■ The exercise:
Copy every record below exactly.

— start Dataset —

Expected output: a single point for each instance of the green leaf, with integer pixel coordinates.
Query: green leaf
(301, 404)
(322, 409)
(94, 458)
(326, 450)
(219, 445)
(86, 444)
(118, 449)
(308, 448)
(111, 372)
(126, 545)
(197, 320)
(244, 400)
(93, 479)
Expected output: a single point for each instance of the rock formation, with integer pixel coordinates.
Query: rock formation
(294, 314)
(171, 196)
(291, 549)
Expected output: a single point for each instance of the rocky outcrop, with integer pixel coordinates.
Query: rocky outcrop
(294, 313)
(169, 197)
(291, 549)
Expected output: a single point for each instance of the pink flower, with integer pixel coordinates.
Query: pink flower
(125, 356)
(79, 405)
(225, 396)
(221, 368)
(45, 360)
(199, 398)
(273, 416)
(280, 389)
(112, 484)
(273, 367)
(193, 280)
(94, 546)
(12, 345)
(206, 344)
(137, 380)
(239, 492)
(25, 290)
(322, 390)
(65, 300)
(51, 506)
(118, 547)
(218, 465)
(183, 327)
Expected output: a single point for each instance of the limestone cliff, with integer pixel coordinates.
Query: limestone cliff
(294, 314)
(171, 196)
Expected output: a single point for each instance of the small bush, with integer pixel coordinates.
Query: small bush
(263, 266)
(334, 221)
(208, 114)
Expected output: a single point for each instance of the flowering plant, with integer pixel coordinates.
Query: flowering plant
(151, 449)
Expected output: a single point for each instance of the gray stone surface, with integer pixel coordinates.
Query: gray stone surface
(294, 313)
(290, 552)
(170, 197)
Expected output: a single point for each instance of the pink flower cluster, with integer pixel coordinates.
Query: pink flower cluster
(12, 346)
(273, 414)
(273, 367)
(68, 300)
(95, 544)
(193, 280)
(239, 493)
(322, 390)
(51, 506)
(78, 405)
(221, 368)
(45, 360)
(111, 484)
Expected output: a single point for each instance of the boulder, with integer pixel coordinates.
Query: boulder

— end Dataset —

■ Written reply:
Expected output: a single point for each instance of the green leaf, with integer pixel coordinates.
Query: green leaf
(301, 404)
(322, 409)
(94, 458)
(326, 450)
(219, 445)
(86, 444)
(118, 449)
(308, 448)
(111, 372)
(126, 545)
(197, 320)
(244, 400)
(93, 479)
Expected output: a single point for each instance of the rock formation, with integer pixel coordinates.
Query: rock formation
(294, 314)
(171, 196)
(291, 549)
Expected output: a single point for each instance of the rocky outcrop, with integer pixel coordinates.
Query: rocky outcrop
(294, 313)
(169, 197)
(291, 549)
Expected output: a single point for each instance of the pink flower, with integer pixel coordinates.
Query: pink flower
(125, 356)
(79, 405)
(225, 396)
(221, 368)
(45, 360)
(199, 398)
(273, 416)
(280, 389)
(112, 484)
(273, 367)
(193, 280)
(94, 546)
(12, 345)
(206, 344)
(137, 380)
(239, 492)
(25, 290)
(322, 390)
(65, 300)
(51, 506)
(118, 547)
(218, 465)
(183, 327)
Expected output: a single point for each instance of the limestone cliff, with integer pixel coordinates.
Query: limestone cliff
(294, 314)
(171, 196)
Expected output: a single point for each instance of the small bush, with integer pixel coordinates.
Query: small bush
(263, 266)
(334, 221)
(208, 114)
Expected output: a single point for each instance of the flowering plant, with integer pixel coordinates.
Query: flowering plant
(151, 449)
Expected output: a single point for each instance of the gray stone surface, with integer pixel coordinates.
Query: gray stone surface
(294, 313)
(290, 552)
(170, 197)
Expected output: a single point for each instance of the pink flower cluster, with integer pixel coordinates.
Query: pink flower cluster
(12, 346)
(273, 414)
(273, 367)
(68, 300)
(95, 544)
(193, 280)
(239, 493)
(322, 390)
(51, 506)
(78, 405)
(221, 368)
(45, 360)
(111, 484)
Expected output: a single point for each instance of the boulder, with integer pixel coordinates.
Query: boulder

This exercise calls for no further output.